[What to work on] Which of the lines below contain the string "clump"? Show each such line in full.

--- START OF Given information ---

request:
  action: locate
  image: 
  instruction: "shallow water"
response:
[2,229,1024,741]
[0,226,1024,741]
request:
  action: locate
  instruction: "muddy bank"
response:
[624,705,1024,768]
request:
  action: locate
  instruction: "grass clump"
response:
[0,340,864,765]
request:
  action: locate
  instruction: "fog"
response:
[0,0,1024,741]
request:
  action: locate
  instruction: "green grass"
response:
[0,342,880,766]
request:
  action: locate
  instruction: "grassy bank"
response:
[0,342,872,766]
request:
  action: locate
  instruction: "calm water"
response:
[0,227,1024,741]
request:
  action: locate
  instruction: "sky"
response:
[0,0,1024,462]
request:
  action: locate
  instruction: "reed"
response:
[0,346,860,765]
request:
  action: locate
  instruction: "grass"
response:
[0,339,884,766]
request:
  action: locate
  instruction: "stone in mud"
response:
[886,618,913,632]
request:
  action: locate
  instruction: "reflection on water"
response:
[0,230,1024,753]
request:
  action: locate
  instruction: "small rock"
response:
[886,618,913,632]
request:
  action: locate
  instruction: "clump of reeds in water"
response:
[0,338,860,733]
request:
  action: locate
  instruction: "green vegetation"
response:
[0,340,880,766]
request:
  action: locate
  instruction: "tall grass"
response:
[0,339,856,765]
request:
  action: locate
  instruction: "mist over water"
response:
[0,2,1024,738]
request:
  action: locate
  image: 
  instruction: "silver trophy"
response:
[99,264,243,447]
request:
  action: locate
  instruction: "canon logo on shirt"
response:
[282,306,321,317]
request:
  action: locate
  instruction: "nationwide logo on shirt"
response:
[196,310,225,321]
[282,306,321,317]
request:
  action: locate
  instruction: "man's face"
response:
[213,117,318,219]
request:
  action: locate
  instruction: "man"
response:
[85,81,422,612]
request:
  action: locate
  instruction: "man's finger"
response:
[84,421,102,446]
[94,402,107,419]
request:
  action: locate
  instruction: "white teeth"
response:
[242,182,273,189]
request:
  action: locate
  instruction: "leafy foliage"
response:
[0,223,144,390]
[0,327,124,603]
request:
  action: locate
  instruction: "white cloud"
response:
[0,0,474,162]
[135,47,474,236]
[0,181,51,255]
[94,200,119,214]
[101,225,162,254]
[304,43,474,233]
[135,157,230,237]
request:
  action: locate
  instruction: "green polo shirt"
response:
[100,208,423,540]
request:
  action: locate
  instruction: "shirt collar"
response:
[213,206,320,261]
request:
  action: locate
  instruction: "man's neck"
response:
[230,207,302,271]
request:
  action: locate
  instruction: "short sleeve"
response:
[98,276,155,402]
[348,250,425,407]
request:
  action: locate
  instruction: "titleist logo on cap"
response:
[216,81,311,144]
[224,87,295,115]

--- END OF Given information ---

[Result for this task]
  instruction: "grass clump"
  instruction: "clump of reeds in water"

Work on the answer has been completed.